§ Рабочее задание 1: Как, согласно тексту о женщине в эпоху Серебряного века, называли самых популярных исполнительниц русского кинематографа?
§ Рабочее задание 2: Подхватите текст о женщине в эпоху Серебряного века и продолжите его после последнего предложения.

Серебряный век, совпавший с эпохой становления кинематографа, стал эпохой самоутверждения женщины как персонажа социальной жизни, культуры, творчества, искусства и даже политической борьбы. Серебряный век любовался женщиной, искусство модерна упивалось красотой и пластикой ее тела, помещая стилизованные женские фигуры везде — на вазах, канделябрах, настольных лампах, лепнине карнизов, металлическом кружеве решеток. Фигура женщины — излюбленный скульптурный мотив, воплощающий жизнь и смерть, любовь, память, печаль.

Русский кинематограф по-настоящему увлекся женщиной, ее миром, психологией, лицом. Самых популярных исполнительниц называли «королевами экрана». Ими восхищались, им поклонялись, их любили. Они были «дети века», в каждой воплотился определенный тип эпохи. Несмотря на то что большинство актрис пришли из театра, типы киногероинь не являлись копией сложившихся сценических амплуа. Дальновидные кинопредприниматели, талантливые режиссеры искали и находили их в самой жизни и в пространстве культуры — литературе, живописи, зарубежном кино.

§ Исходный материал:
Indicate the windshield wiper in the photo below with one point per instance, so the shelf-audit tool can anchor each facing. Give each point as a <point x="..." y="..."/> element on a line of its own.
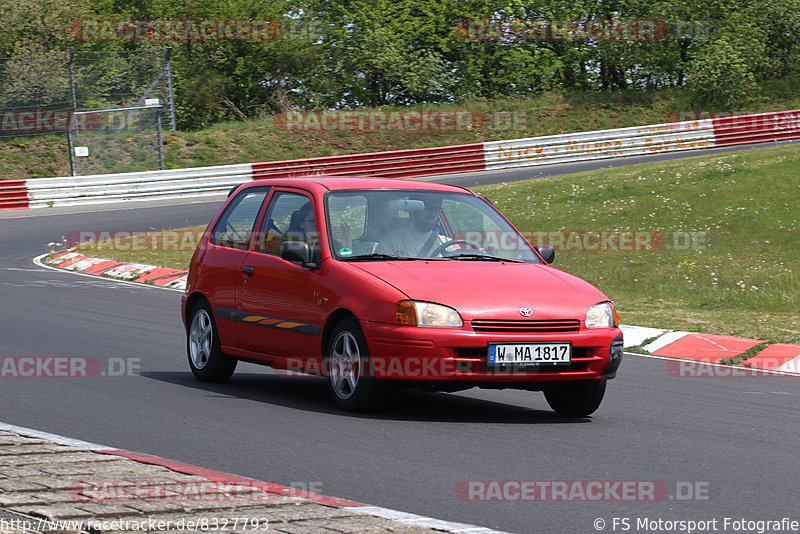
<point x="376" y="257"/>
<point x="481" y="257"/>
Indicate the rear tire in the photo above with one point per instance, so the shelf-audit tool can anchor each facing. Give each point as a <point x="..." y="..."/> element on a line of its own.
<point x="578" y="399"/>
<point x="203" y="347"/>
<point x="349" y="369"/>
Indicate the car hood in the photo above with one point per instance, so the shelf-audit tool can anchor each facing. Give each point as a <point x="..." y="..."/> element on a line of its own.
<point x="490" y="289"/>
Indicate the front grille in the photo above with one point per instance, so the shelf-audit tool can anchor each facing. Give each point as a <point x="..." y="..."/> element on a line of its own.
<point x="526" y="326"/>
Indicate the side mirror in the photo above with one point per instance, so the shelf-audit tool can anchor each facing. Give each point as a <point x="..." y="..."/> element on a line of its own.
<point x="547" y="252"/>
<point x="297" y="252"/>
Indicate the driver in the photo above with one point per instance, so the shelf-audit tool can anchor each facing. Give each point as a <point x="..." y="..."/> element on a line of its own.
<point x="420" y="239"/>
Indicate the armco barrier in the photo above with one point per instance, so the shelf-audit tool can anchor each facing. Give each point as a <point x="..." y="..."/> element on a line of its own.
<point x="633" y="141"/>
<point x="394" y="164"/>
<point x="154" y="185"/>
<point x="745" y="129"/>
<point x="13" y="194"/>
<point x="515" y="153"/>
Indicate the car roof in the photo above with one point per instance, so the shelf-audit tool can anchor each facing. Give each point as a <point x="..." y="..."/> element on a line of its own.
<point x="334" y="183"/>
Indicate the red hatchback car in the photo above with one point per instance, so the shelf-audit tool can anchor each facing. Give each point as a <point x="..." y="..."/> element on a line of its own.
<point x="371" y="282"/>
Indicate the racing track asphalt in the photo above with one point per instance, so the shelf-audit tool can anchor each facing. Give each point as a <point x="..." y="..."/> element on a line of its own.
<point x="734" y="439"/>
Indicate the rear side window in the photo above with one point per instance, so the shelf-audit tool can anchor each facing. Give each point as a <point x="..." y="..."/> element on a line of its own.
<point x="235" y="227"/>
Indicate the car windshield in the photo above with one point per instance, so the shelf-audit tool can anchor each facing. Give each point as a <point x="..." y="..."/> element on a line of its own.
<point x="376" y="225"/>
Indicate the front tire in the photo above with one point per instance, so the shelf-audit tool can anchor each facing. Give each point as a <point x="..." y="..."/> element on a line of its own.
<point x="349" y="368"/>
<point x="578" y="399"/>
<point x="203" y="347"/>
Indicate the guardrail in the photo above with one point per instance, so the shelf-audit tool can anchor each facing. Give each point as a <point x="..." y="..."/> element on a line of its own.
<point x="514" y="153"/>
<point x="152" y="185"/>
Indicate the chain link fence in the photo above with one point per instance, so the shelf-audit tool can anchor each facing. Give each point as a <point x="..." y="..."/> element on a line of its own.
<point x="92" y="95"/>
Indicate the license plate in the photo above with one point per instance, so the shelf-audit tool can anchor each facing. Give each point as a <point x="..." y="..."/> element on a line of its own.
<point x="529" y="353"/>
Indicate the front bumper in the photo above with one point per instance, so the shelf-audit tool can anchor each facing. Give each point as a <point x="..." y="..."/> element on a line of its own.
<point x="408" y="353"/>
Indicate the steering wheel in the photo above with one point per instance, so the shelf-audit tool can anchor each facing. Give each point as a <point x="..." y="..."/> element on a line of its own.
<point x="440" y="248"/>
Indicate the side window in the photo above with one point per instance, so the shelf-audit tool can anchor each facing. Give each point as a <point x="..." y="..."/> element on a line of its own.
<point x="290" y="217"/>
<point x="235" y="227"/>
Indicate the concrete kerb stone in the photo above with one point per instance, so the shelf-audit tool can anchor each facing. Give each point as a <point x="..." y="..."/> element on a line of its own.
<point x="115" y="488"/>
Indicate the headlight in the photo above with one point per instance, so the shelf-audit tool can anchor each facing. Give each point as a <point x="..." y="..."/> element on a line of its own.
<point x="415" y="313"/>
<point x="602" y="315"/>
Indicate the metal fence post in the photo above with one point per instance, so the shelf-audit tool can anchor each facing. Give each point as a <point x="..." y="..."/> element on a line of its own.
<point x="160" y="143"/>
<point x="172" y="125"/>
<point x="72" y="116"/>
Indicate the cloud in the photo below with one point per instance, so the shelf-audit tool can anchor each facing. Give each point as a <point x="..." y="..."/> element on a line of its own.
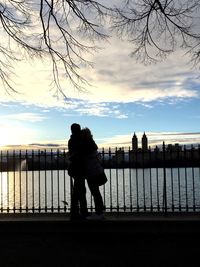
<point x="116" y="78"/>
<point x="26" y="116"/>
<point x="154" y="138"/>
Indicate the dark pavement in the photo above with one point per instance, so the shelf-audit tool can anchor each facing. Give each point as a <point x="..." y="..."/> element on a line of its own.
<point x="119" y="240"/>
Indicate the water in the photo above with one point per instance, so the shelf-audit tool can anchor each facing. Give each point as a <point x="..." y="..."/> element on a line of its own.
<point x="126" y="190"/>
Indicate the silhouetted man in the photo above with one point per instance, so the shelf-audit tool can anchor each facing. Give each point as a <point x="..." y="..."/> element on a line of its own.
<point x="76" y="170"/>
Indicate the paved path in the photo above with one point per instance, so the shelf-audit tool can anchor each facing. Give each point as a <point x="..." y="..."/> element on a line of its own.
<point x="120" y="240"/>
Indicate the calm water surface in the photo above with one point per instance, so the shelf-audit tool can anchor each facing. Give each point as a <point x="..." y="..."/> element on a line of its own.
<point x="127" y="189"/>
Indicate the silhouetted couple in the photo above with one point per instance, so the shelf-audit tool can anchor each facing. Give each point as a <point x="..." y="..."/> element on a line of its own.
<point x="83" y="155"/>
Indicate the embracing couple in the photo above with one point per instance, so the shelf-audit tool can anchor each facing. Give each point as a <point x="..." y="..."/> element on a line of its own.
<point x="85" y="165"/>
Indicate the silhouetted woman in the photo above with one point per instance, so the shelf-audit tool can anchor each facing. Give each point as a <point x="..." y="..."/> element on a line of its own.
<point x="92" y="168"/>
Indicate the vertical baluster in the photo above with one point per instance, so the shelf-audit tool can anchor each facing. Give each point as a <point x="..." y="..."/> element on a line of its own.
<point x="27" y="202"/>
<point x="110" y="179"/>
<point x="136" y="177"/>
<point x="45" y="180"/>
<point x="58" y="179"/>
<point x="20" y="181"/>
<point x="164" y="181"/>
<point x="104" y="191"/>
<point x="193" y="183"/>
<point x="14" y="171"/>
<point x="39" y="178"/>
<point x="143" y="179"/>
<point x="64" y="179"/>
<point x="179" y="181"/>
<point x="33" y="178"/>
<point x="130" y="180"/>
<point x="123" y="179"/>
<point x="2" y="181"/>
<point x="52" y="197"/>
<point x="9" y="160"/>
<point x="186" y="181"/>
<point x="157" y="181"/>
<point x="150" y="180"/>
<point x="172" y="178"/>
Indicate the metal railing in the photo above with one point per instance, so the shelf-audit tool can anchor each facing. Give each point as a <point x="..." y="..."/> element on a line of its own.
<point x="159" y="180"/>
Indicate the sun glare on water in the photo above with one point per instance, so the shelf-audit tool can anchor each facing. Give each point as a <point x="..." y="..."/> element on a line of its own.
<point x="10" y="135"/>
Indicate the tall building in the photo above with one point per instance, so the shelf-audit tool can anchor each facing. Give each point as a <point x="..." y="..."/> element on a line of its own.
<point x="144" y="142"/>
<point x="134" y="143"/>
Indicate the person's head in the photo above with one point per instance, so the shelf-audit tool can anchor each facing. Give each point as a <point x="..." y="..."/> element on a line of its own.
<point x="86" y="133"/>
<point x="75" y="128"/>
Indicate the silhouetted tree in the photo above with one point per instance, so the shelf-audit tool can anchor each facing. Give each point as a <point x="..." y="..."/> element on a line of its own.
<point x="65" y="30"/>
<point x="157" y="27"/>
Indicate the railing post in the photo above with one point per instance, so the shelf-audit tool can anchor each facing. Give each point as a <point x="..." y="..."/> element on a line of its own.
<point x="164" y="182"/>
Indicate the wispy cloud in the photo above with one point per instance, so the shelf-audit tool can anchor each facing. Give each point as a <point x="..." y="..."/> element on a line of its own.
<point x="154" y="138"/>
<point x="30" y="117"/>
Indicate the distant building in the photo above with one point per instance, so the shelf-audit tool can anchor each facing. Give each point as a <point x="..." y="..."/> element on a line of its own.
<point x="144" y="142"/>
<point x="134" y="142"/>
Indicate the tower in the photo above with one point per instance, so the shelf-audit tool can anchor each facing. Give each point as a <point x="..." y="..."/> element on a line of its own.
<point x="134" y="143"/>
<point x="144" y="142"/>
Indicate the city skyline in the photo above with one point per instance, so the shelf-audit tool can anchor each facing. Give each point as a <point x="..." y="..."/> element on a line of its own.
<point x="125" y="96"/>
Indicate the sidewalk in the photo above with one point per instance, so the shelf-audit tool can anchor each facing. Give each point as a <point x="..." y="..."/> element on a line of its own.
<point x="122" y="240"/>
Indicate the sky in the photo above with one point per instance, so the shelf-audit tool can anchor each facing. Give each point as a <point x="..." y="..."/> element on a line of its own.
<point x="125" y="97"/>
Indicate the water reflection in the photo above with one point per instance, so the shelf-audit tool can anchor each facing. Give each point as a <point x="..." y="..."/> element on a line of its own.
<point x="126" y="189"/>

§ Ответ к упражнению 1: Их называли «королевами экрана».

§ Ответ к упражнению 2:
Три творческие личности, породненные поэтикой символизма, — Евгений Бауэр, Виктор Борисов-Мусатов, Константин Бальмонт — искали в кинематографе, живописи, поэзии лицо своей женщины Серебряного века.

Увлечение художника творчеством поэта подтверждено в дневниковых записях Борисова-Мусатова и по-своему в его полотнах. Театральный художник Бауэр не мог не заметить выпускника Московского училища живописи, о котором столько говорили и спорили. Но существеннее непосредственных творческих контактов было эстетическое сродство тем, образов, настроений, интонаций.

Бальмонт искал идеал женщины в далеком прошлом, погружаясь в историю человечества, в экзотических культурах Латинской Америки, Африки, Океании, в сновидениях, мечтах, мысленно уносясь в Космос. Музыкальность его стиха, импрессионистичность самой поэтической ткани, особый лирико-романтический мир его поэзии роднили ее с кинематографом Бауэра и живописью Борисова-Мусатова. И единые символистски-романтические мотивы: воспевание природных стихий и человеческих страстей, культ красоты, влечение к смерти, скорбь, безмолвие.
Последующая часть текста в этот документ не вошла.